_Set problem_:
Please update the records below by replacing "query phrase" with "search phrase" wherever it appears, leaving everything else as it is.

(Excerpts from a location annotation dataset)
## Begin

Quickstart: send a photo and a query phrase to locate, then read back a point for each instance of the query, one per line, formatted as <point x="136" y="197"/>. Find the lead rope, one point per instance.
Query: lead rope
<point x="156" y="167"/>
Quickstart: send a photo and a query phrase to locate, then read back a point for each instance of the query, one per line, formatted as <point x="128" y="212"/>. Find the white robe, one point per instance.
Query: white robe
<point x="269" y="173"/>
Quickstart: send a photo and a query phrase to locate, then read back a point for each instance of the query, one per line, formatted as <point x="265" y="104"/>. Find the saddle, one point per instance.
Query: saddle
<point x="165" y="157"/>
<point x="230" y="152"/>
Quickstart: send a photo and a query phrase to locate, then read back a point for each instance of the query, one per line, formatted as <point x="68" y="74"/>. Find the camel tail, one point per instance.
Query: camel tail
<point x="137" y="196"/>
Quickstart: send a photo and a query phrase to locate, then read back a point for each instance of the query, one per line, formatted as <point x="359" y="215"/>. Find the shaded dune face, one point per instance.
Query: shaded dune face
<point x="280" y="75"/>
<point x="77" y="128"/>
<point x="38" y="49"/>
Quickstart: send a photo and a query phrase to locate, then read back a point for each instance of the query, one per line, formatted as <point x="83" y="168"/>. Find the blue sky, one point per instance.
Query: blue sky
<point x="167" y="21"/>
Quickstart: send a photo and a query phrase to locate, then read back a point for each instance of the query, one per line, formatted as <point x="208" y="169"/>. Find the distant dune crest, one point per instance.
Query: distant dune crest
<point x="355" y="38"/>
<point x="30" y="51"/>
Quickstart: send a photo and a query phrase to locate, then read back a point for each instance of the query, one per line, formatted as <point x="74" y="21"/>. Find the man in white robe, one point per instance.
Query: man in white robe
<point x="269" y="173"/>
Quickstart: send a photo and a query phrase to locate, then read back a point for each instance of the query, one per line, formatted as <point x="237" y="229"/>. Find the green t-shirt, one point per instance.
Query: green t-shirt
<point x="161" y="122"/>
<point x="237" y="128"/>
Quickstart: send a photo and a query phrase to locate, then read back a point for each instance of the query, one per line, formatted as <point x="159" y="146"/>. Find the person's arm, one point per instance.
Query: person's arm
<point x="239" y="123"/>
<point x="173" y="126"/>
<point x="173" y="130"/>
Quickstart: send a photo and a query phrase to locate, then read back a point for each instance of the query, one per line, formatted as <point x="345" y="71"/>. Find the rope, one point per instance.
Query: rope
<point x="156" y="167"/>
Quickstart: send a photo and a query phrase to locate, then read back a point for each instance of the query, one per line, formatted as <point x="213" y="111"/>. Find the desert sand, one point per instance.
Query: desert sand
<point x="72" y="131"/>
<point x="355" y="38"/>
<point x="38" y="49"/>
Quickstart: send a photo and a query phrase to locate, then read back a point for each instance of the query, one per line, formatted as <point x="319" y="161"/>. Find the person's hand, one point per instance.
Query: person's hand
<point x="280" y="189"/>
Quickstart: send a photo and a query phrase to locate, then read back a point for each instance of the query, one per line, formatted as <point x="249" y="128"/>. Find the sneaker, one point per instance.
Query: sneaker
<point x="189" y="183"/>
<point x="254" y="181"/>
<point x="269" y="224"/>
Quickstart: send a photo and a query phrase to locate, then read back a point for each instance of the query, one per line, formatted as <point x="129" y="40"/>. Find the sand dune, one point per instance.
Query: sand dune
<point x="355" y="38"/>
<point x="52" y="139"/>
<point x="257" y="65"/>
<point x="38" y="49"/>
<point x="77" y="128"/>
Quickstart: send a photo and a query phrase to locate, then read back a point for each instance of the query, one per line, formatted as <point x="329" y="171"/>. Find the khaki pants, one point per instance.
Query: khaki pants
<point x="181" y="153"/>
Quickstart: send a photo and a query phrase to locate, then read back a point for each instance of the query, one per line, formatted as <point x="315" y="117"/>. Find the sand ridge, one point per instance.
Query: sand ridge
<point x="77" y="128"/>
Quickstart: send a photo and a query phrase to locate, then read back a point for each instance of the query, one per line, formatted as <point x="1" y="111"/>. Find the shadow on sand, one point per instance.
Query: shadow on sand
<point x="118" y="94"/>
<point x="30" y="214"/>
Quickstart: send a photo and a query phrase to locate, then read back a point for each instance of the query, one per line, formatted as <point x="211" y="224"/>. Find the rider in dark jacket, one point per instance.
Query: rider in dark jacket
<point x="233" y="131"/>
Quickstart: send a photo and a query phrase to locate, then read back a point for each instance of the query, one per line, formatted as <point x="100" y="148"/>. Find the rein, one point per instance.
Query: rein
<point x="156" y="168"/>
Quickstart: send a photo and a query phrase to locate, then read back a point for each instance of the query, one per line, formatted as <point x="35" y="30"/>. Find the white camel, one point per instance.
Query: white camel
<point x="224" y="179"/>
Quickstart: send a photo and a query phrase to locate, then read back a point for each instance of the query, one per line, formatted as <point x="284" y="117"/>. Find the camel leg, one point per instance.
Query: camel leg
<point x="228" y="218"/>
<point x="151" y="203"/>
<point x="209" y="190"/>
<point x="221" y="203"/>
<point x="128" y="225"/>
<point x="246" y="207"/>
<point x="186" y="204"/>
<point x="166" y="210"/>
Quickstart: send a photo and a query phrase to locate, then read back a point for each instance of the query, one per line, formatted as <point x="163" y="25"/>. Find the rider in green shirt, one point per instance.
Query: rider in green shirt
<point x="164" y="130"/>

## End

_Output for this task_:
Quickstart: send a photo and a search phrase to locate, then read back a point for each instance of the query, one per line, formatted as <point x="136" y="197"/>. Find the lead rope, one point per instance.
Query: lead rope
<point x="156" y="167"/>
Quickstart: send a photo and a search phrase to locate, then read back a point for each instance of the query, one per line, formatted as <point x="128" y="212"/>. Find the white robe, one point per instance.
Query: white robe
<point x="269" y="173"/>
Quickstart: send a photo and a search phrase to locate, then read back a point for each instance of the query, one per line, formatted as <point x="265" y="104"/>. Find the saddle, one point per instance.
Query: saddle
<point x="165" y="157"/>
<point x="230" y="152"/>
Quickstart: send a photo and a search phrase to locate, then read back a point for each instance of the query, one per line, formatted as <point x="68" y="74"/>. Find the camel tail, one point per instance.
Query: camel tail
<point x="137" y="196"/>
Quickstart: send a photo and a search phrase to locate, then read back a point for each instance of the query, one per line, formatted as <point x="359" y="215"/>. Find the shaded dune face, one point per instance.
Query: shaded dune face
<point x="280" y="75"/>
<point x="77" y="128"/>
<point x="38" y="49"/>
Quickstart: send a photo and a search phrase to locate, then read back a point for each instance of the query, one per line, formatted as <point x="83" y="168"/>. Find the blue sky, one point per instance.
Query: blue sky
<point x="167" y="21"/>
Quickstart: send a photo and a search phrase to locate, then read back a point for each instance of the query, one per line, formatted as <point x="208" y="169"/>. Find the distant dune crest, one point per instance.
Query: distant dune crest
<point x="355" y="38"/>
<point x="30" y="51"/>
Quickstart: send a photo and a search phrase to locate, then read back a point for each instance of the query, one per line, formatted as <point x="74" y="21"/>. Find the man in white robe, one point per instance.
Query: man in white robe
<point x="269" y="173"/>
Quickstart: send a photo and a search phrase to locate, then read back a point for each instance of the query, one per line, formatted as <point x="237" y="229"/>. Find the green t-shirt, one point per instance.
Query: green t-shirt
<point x="161" y="122"/>
<point x="237" y="128"/>
Quickstart: send a photo and a search phrase to locate, then read back a point for each instance of the query, one per line, formatted as <point x="159" y="146"/>. Find the person's arm, one point per instance.
Query: person's arm
<point x="239" y="123"/>
<point x="173" y="126"/>
<point x="173" y="130"/>
Quickstart: send a photo and a search phrase to locate, then read back a point for each instance of the query, one per line, formatted as <point x="345" y="71"/>. Find the rope, one point per instance.
Query: rope
<point x="156" y="167"/>
Quickstart: send a photo and a search phrase to locate, then read back a point for each instance of the query, one per line, formatted as <point x="213" y="111"/>. Find the desert sand, one point per instance.
Query: desert sand
<point x="72" y="131"/>
<point x="355" y="38"/>
<point x="38" y="49"/>
Quickstart: send a photo and a search phrase to locate, then read back a point for each instance of the query, one per line, formatted as <point x="319" y="161"/>. Find the person's hand, one point per instance.
Query: person's hand
<point x="280" y="189"/>
Quickstart: send a photo and a search phrase to locate, then read back a point for each instance of the query, one per line, formatted as <point x="249" y="128"/>. Find the sneaker, one point per instance.
Query: sneaker
<point x="189" y="183"/>
<point x="254" y="181"/>
<point x="269" y="224"/>
Quickstart: send a photo and a search phrase to locate, then read back a point for each instance of the query, one per line, formatted as <point x="129" y="40"/>. Find the sand dune, one point per instance.
Query: sand dune
<point x="355" y="38"/>
<point x="52" y="139"/>
<point x="257" y="65"/>
<point x="38" y="49"/>
<point x="77" y="128"/>
Quickstart: send a photo and a search phrase to locate, then read back a point for each instance of the query, one per line, formatted as <point x="329" y="171"/>. Find the khaki pants, one point per instance.
Query: khaki pants
<point x="181" y="153"/>
Quickstart: send a photo and a search phrase to locate, then read back a point for each instance of the query, one per line, formatted as <point x="315" y="117"/>. Find the sand ridge, one point per instance.
Query: sand ridge
<point x="77" y="128"/>
Quickstart: send a photo and a search phrase to locate, then read back a point for each instance of the query, one per line, formatted as <point x="1" y="111"/>. Find the shadow on sand, one point per instance.
Query: shadow on sand
<point x="118" y="94"/>
<point x="30" y="214"/>
Quickstart: send a photo and a search phrase to locate, then read back a point for each instance of the query, one per line, formatted as <point x="211" y="224"/>. Find the rider in dark jacket, one point per instance.
Query: rider in dark jacket
<point x="233" y="131"/>
Quickstart: send a photo and a search phrase to locate, then read back a point for each instance of the query, one per line, formatted as <point x="100" y="148"/>. Find the rein, one point per instance.
Query: rein
<point x="156" y="168"/>
Quickstart: send a photo and a search phrase to locate, then read back a point for each instance of the query, one per line, formatted as <point x="35" y="30"/>. Find the white camel, one point per instance.
Query: white camel
<point x="224" y="179"/>
Quickstart: send a photo and a search phrase to locate, then read back a point for each instance of the query, one per line, formatted as <point x="284" y="117"/>. Find the camel leg, one point per instance.
Query: camel leg
<point x="228" y="218"/>
<point x="151" y="203"/>
<point x="209" y="190"/>
<point x="221" y="203"/>
<point x="128" y="225"/>
<point x="246" y="207"/>
<point x="186" y="204"/>
<point x="166" y="210"/>
Quickstart: send a photo and a search phrase to locate, then read back a point for each instance of the query, one per line, formatted as <point x="163" y="25"/>. Find the rider in green shirt, one point per instance.
Query: rider in green shirt
<point x="164" y="130"/>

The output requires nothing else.